Saved data entries:
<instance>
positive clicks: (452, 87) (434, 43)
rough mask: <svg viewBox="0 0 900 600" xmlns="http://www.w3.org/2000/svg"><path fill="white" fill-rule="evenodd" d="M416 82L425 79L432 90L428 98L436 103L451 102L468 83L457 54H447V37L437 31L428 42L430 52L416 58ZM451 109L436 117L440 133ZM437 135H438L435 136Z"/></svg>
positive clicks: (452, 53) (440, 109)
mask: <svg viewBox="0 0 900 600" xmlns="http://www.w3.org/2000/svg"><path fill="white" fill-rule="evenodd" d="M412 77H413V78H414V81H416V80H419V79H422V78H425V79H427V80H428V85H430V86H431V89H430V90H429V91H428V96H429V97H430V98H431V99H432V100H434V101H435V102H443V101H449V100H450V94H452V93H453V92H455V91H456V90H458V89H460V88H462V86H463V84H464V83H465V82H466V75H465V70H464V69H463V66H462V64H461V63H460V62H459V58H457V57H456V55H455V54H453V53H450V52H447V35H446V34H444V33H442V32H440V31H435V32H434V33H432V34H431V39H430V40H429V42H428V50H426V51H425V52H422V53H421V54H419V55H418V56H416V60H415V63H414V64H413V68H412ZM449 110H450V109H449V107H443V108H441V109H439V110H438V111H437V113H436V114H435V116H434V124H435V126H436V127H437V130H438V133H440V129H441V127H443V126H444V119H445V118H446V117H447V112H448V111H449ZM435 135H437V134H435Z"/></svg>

● **Work task**
All of the entries above should be written out verbatim.

● **Result for this task**
<instance>
positive clicks: (452, 87) (434, 43)
rough mask: <svg viewBox="0 0 900 600" xmlns="http://www.w3.org/2000/svg"><path fill="white" fill-rule="evenodd" d="M416 82L425 79L432 90L428 98L436 103L451 102L468 83L457 54H447V37L437 31L428 42L430 52L416 58ZM451 109L436 117L440 133ZM437 135H438L435 136Z"/></svg>
positive clicks: (452, 53) (440, 109)
mask: <svg viewBox="0 0 900 600" xmlns="http://www.w3.org/2000/svg"><path fill="white" fill-rule="evenodd" d="M412 77H413V78H414V81H416V80H419V79H422V78H425V79H427V80H428V85H430V86H431V89H430V90H429V91H428V96H429V97H430V98H431V99H432V100H434V101H435V102H443V101H449V100H450V94H452V93H453V92H455V91H456V90H458V89H460V88H462V86H463V84H464V83H465V82H466V75H465V70H464V69H463V66H462V64H461V63H460V62H459V58H457V57H456V55H455V54H453V53H450V52H447V35H446V34H444V33H442V32H440V31H435V32H434V33H432V34H431V39H430V40H429V42H428V50H426V51H425V52H422V53H421V54H419V55H418V56H416V60H415V63H414V64H413V68H412ZM449 110H450V109H449V107H443V108H441V109H439V110H438V111H437V113H436V114H435V116H434V124H435V126H436V127H437V130H438V133H440V129H441V127H443V126H444V119H445V118H446V117H447V112H448V111H449ZM435 135H437V134H435Z"/></svg>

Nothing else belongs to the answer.